_Text section_.
KUALA LUMPUR - Malaysia will impose a tax of between 5 and 10 per cent on the sale of goods, while services will attract a 6 per cent levy when a new tax regime comes into effect on Sept 1, the country's customs chief Subromaniam Tholasy said on Thursday (Aug 30).
The Sales and Services Tax (SST) is being reintroduced after the government led by Prime Minister Mahathir Mohamad repealed an unpopular goods and services tax (GST) earlier this month.
The GST, which covered a broader range of items and services compared with the SST, has been set at 6 per cent.
A total of 5,443 consumer items have been exempted from the sales tax. The figure is 10 times the number of goods that were exempted from the now-repealed Goods and Services Tax (GST).
Only 545 consumer items were exempted from GST when it was introduced in 2015, reported The Star newspaper.
Among the items that will not be taxed are live animals, daily food items like rice, cooking oil and bread, general goods like newspapers and sanitary pads, and vehicles including bicycles, motorcycles below 250cc, and forklifts.
Private hospitals and domestic flights, except for rural air services, will not be taxed either.
Subromaniam also said at the media briefing on Thursday that the number of service tax-applicable businesses is 43.49 per cent compared to 65.85 per cent of services that were GST-applicable.
"There were 472,000 business that were registered with GST, but we expect only 80,000 businesses to register with SST," he said.

_Supplied material_.
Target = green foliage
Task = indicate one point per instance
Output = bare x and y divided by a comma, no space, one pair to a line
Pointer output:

_Work instruction 1_. Quote the Malaysian tax article from "Subromaniam also said" up to and including "that were GST-applicable.".
_Work instruction 2_. In the Malaysian tax article, how many businesses does the customs chief expect to register with the SST?

_Output 1_.
Subromaniam also said at the media briefing on Thursday that the number of service tax-applicable businesses is 43.49 per cent compared to 65.85 per cent of services that were GST-applicable.

_Output 2_. 80,000